[Start of section]

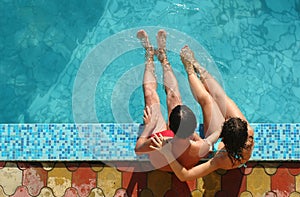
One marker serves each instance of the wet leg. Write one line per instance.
(170, 82)
(212, 116)
(226, 105)
(150, 85)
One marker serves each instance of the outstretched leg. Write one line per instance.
(212, 116)
(170, 82)
(149, 84)
(226, 105)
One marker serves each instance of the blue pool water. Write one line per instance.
(45, 46)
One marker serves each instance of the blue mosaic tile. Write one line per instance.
(109, 142)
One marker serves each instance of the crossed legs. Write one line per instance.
(149, 81)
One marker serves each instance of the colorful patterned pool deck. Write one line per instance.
(72, 160)
(69, 179)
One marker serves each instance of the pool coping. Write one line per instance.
(115, 142)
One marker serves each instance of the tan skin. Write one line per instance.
(229, 109)
(190, 150)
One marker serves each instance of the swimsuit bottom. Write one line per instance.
(165, 133)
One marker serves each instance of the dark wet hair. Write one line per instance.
(234, 136)
(182, 121)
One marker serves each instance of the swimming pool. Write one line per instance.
(255, 47)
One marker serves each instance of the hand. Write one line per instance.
(160, 144)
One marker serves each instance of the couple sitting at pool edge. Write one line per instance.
(176, 146)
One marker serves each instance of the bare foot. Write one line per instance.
(188, 59)
(143, 37)
(161, 43)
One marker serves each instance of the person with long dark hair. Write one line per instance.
(237, 141)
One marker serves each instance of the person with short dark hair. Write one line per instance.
(236, 134)
(188, 147)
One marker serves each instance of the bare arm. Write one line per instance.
(144, 141)
(181, 172)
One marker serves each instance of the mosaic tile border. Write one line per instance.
(115, 142)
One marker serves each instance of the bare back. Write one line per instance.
(223, 159)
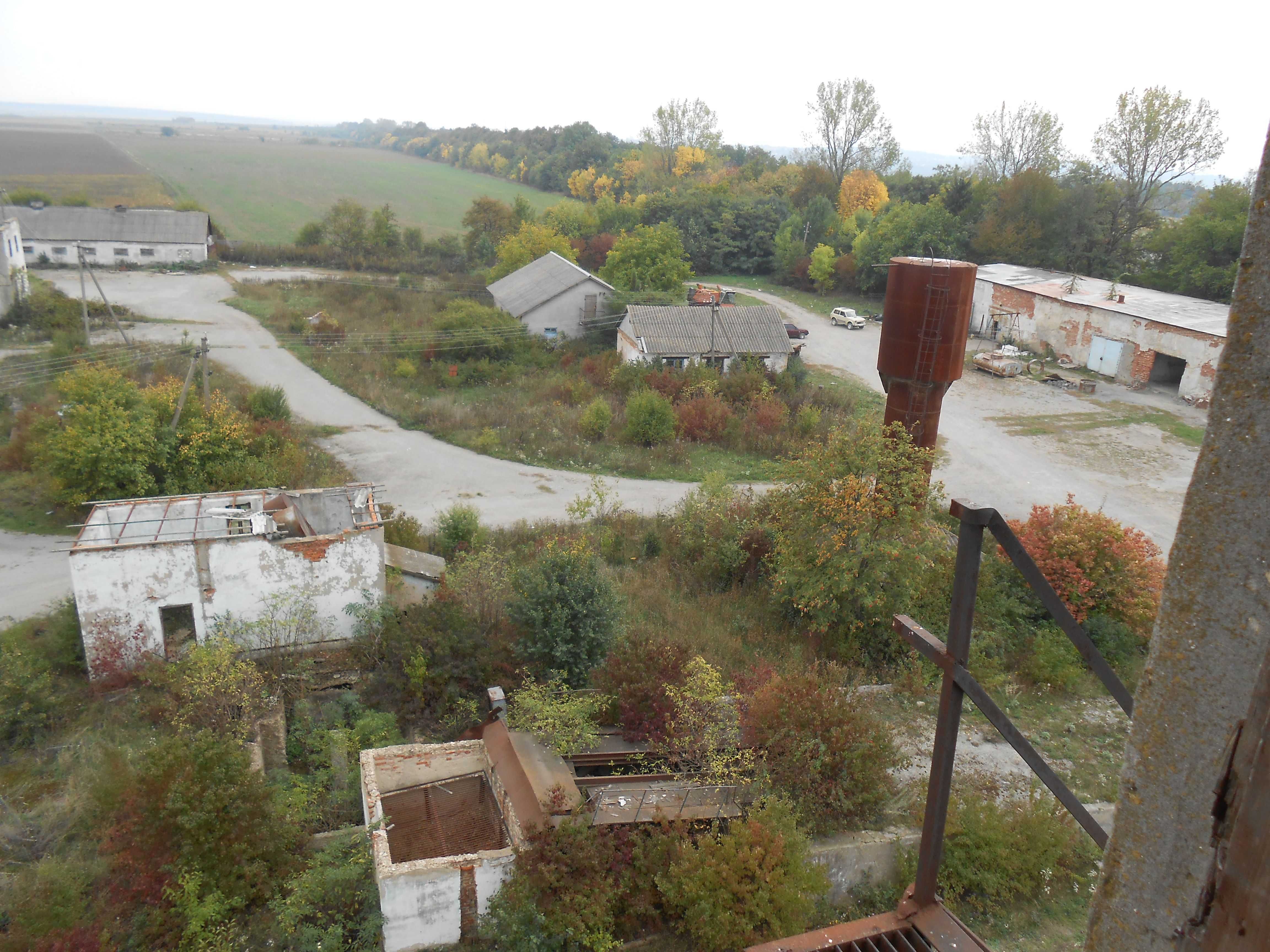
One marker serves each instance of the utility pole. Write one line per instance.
(83, 294)
(185, 390)
(208, 386)
(98, 286)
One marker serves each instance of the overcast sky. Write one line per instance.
(504, 65)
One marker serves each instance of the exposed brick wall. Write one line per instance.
(312, 549)
(1140, 371)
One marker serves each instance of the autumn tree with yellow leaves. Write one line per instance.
(862, 190)
(851, 544)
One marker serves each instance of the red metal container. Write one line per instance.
(926, 320)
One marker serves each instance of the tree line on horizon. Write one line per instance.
(850, 201)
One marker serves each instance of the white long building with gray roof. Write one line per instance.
(715, 336)
(553, 296)
(110, 237)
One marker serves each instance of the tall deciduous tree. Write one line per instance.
(529, 245)
(1008, 143)
(648, 259)
(1155, 139)
(682, 124)
(851, 131)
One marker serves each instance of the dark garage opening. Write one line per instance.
(178, 630)
(1166, 372)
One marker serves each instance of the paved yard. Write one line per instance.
(1135, 473)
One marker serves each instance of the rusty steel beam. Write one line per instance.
(1212, 634)
(933, 649)
(966, 584)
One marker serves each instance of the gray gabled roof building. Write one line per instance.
(124, 225)
(685, 334)
(552, 295)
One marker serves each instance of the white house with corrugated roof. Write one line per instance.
(111, 237)
(715, 336)
(553, 296)
(1140, 337)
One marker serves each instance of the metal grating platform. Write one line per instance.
(907, 940)
(448, 818)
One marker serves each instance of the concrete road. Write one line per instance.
(421, 474)
(1135, 474)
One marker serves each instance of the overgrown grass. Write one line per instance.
(266, 191)
(530, 405)
(27, 496)
(809, 300)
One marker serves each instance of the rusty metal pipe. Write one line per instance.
(924, 333)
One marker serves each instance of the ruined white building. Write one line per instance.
(152, 575)
(1140, 337)
(445, 821)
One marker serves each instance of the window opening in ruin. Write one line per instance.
(178, 630)
(455, 817)
(1166, 372)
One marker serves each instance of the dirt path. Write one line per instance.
(1135, 473)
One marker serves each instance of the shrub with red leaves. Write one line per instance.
(1097, 565)
(704, 419)
(768, 417)
(598, 367)
(637, 672)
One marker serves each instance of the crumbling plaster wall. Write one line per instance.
(1071, 327)
(421, 899)
(119, 592)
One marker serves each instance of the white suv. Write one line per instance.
(847, 318)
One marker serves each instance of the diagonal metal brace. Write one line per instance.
(1027, 567)
(934, 650)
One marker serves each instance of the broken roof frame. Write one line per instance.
(362, 504)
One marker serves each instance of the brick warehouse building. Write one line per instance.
(1137, 336)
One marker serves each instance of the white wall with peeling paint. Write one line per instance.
(119, 591)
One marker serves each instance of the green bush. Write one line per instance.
(1004, 851)
(270, 404)
(752, 884)
(649, 418)
(562, 719)
(594, 423)
(567, 612)
(824, 747)
(458, 529)
(333, 904)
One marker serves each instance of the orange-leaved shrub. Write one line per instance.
(704, 418)
(1098, 567)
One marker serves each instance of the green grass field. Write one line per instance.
(266, 191)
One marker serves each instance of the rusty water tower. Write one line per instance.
(925, 327)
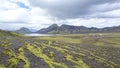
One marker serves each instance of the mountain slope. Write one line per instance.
(53, 27)
(70, 29)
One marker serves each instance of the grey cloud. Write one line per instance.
(72, 8)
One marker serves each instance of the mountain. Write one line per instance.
(6, 34)
(70, 29)
(23, 30)
(53, 27)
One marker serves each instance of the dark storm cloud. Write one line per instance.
(72, 8)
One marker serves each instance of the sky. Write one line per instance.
(37, 14)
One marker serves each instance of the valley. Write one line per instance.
(97, 50)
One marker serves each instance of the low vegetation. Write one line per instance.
(67, 51)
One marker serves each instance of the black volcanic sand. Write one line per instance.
(72, 51)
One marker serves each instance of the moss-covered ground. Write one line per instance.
(66, 51)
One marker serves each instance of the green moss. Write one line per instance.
(2, 66)
(38, 53)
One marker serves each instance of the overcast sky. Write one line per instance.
(37, 14)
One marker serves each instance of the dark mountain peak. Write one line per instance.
(71, 29)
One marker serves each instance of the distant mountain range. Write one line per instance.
(70, 29)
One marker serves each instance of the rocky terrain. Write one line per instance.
(67, 51)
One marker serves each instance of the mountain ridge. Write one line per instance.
(70, 29)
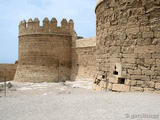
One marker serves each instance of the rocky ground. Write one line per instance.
(75, 101)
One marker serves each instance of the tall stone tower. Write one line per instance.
(128, 45)
(44, 51)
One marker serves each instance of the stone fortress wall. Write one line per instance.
(44, 51)
(7, 72)
(83, 59)
(128, 45)
(124, 55)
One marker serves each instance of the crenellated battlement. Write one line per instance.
(48, 27)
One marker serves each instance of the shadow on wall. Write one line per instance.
(74, 66)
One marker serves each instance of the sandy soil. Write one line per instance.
(75, 101)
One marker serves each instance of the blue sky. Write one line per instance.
(13, 11)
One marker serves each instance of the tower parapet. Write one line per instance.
(48, 27)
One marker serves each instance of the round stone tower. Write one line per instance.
(44, 51)
(128, 45)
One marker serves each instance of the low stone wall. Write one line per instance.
(83, 59)
(128, 47)
(7, 71)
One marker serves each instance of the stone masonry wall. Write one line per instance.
(44, 51)
(128, 45)
(83, 59)
(7, 72)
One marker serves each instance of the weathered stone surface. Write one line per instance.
(133, 89)
(134, 38)
(7, 72)
(120, 88)
(157, 85)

[End of section]

Retype the records exactly. Any image in them should not appear in what you write.

One marker serves each instance of the wet leg. Write one line per instance.
(170, 82)
(212, 116)
(226, 105)
(150, 85)
One marker serves each instance of the outstretched leg. Write one line per instance.
(212, 116)
(170, 82)
(149, 84)
(226, 105)
One marker serves each instance of the blue pool water. Write one line per instance.
(45, 46)
One marker serves each instance of the blue mosaic tile. Write one line per instance.
(109, 142)
One marker serves each instance of the crossed legs. Write one line per instance.
(149, 81)
One marker serves each instance of the colorful patterned pool deck. Write one line per instance.
(72, 160)
(69, 179)
One marker serves each instance of the pool coping. Write one line per instance.
(115, 142)
One marker serves each instance of the tan skin. Write one line per instance.
(229, 109)
(190, 150)
One marker serves each instance of the swimsuit bottom. Write one line per instance.
(165, 133)
One marker serves each instance of the dark wet hair. Write one line per instance.
(234, 136)
(182, 121)
One marker serves each instance of the swimming pool. Write one line per instance.
(255, 47)
One marker serves each instance of the hand. Write one line per instance.
(160, 144)
One marker serves each instance of the couple sitting at pool edge. Write one line per instance.
(176, 146)
One marker serves each instance of the bare foot. Write one line per instance.
(188, 59)
(143, 37)
(161, 43)
One marker serves each instance of the person with long dark hair. Write one line per instance.
(237, 141)
One marker serves each instance of the person with short dark hair. Write one line per instance.
(236, 134)
(188, 147)
One marker serves each instance of the bare arm. Write one line per instance.
(144, 141)
(181, 172)
One marker serves each instance of the mosaic tile border. Write one line per instance.
(115, 142)
One marker serves each instance of the bare back. Write one line per instance.
(223, 159)
One marker serves each instance of the utility pole. Write one line per instance.
(83, 294)
(185, 390)
(208, 386)
(98, 286)
One marker serves each instance of the overcast sky. Write one line per instance.
(504, 65)
One marker serves each instance of the exposed brick wall. Write one line per instance.
(312, 549)
(1140, 371)
One marker serves each instance of the autumn tree with yellow leaves. Write one line per instance.
(862, 190)
(851, 544)
One marker serves each instance of the red metal container. Write one line per instance.
(926, 320)
One marker serves each instance of the tree line on horizon. Write one line per instance.
(850, 201)
One marker serves each instance of the white long building with gray roof. Write one line per instance.
(715, 336)
(553, 296)
(110, 237)
One marker serves each instance of the tall deciduous tree. Write one line per instance.
(529, 245)
(1008, 143)
(648, 259)
(1155, 139)
(682, 124)
(851, 131)
One marker serves each instance of the dark garage opening. Write one line per instance.
(178, 630)
(1166, 372)
One marker serves each instance of the paved yard. Write one line per instance.
(1135, 473)
One marker serves each instance of the rusty steel beam. Write one line per instance.
(1212, 634)
(933, 649)
(966, 584)
One marker serves each instance of the gray gabled roof building. Write one line per instance.
(124, 225)
(685, 334)
(552, 295)
One marker serves each instance of the white house with corrugated roof. Write one line per instance.
(111, 237)
(715, 336)
(553, 296)
(1140, 337)
One marker serves each instance of the metal grating platform. Write one line per instance.
(907, 940)
(448, 818)
One marker serves each instance of the concrete road. Write one line per instance.
(421, 474)
(1135, 474)
One marker serves each instance of the overgrown grass. Write one line per instance.
(266, 191)
(530, 405)
(27, 496)
(809, 300)
One marker serves each instance of the rusty metal pipe. Write one line per instance.
(924, 333)
One marker serves each instance of the ruined white building. Write one line per instance.
(152, 575)
(1140, 337)
(445, 821)
One marker serves each instance of the window opening in ruin. Write one line per instance.
(178, 630)
(455, 817)
(1166, 372)
One marker serves each instance of the dirt path. Write one line per instance.
(1135, 473)
One marker serves each instance of the shrub with red leaves. Write one line per instance.
(1097, 565)
(704, 419)
(768, 417)
(598, 367)
(637, 672)
One marker serves each instance of the crumbling plaster wall. Write one line per instance.
(1071, 327)
(421, 899)
(119, 592)
One marker serves each instance of the white suv. Write one line per instance.
(847, 318)
One marker serves each instance of the diagonal metal brace. Write one line per instance.
(1027, 567)
(934, 650)
One marker serves each instance of the broken roof frame. Write one line per instance.
(362, 504)
One marker serves each instance of the brick warehouse building. Write one line per instance.
(1137, 336)
One marker serves each instance of the white wall with peeling paint. Write one line per instance.
(119, 591)
One marker serves each instance of the green bush. Write one line per instance.
(1004, 851)
(270, 404)
(752, 884)
(649, 418)
(562, 719)
(594, 423)
(567, 612)
(824, 747)
(458, 529)
(333, 904)
One marker serves each instance of the orange-leaved shrub. Write one line per instance.
(704, 418)
(1098, 567)
One marker serves each instance of the green grass field. Write one line per instance.
(266, 191)
One marker serves each instance of the rusty water tower. Write one line per instance.
(925, 327)
One marker serves each instance of the mountain slope. Write one line per instance.
(53, 27)
(70, 29)
One marker serves each instance of the grey cloud. Write one line per instance.
(72, 8)
One marker serves each instance of the mountain. Write one line per instance.
(6, 34)
(70, 29)
(23, 30)
(53, 27)
One marker serves each instance of the dark storm cloud. Write one line per instance.
(72, 8)
One marker serves each instance of the sky. Write one line per instance.
(37, 14)
One marker serves each instance of the valley. Write one line per instance.
(97, 50)
One marker serves each instance of the low vegetation. Write one line per instance.
(67, 51)
One marker serves each instance of the black volcanic sand. Write one line per instance.
(72, 51)
One marker serves each instance of the moss-covered ground. Write one line per instance.
(66, 51)
One marker serves each instance of the green moss. Write one line per instance.
(2, 66)
(38, 53)
One marker serves each instance of the overcast sky. Write one line per instance.
(37, 14)
One marker serves each instance of the dark mountain peak. Write one line per instance.
(71, 29)
One marker serves each instance of the distant mountain range. Write one line per instance.
(70, 29)
One marker serves each instance of the rocky terrain. Write one line per instance.
(67, 51)
One marker serves each instance of the mountain ridge. Write one line per instance.
(70, 29)
One marker serves each instance of the rocky ground. Write one line per instance.
(75, 101)
One marker serves each instance of the tall stone tower. Write one line per instance.
(128, 45)
(44, 51)
One marker serves each instance of the stone fortress wall. Write one line per instance.
(44, 51)
(7, 72)
(83, 59)
(128, 45)
(124, 55)
One marker serves each instance of the crenellated battlement. Write one line per instance.
(48, 27)
One marker serves each instance of the shadow on wall. Write one line per instance.
(74, 66)
One marker serves each instance of the sandy soil. Write one line per instance.
(75, 101)
One marker serves each instance of the blue sky. Write one line per instance.
(13, 11)
One marker serves each instance of the tower parapet. Write one line per instance.
(48, 27)
One marker serves each instance of the round stone tower. Write one line per instance.
(44, 51)
(128, 45)
One marker serves each instance of the low stone wall. Write one line per instance.
(83, 59)
(128, 47)
(7, 71)
One marker serves each instance of the stone masonry wall. Write one line per instance.
(44, 51)
(128, 45)
(83, 59)
(7, 72)
One marker serves each instance of the weathered stone surface. Write one line per instance.
(133, 89)
(134, 38)
(7, 72)
(120, 88)
(157, 85)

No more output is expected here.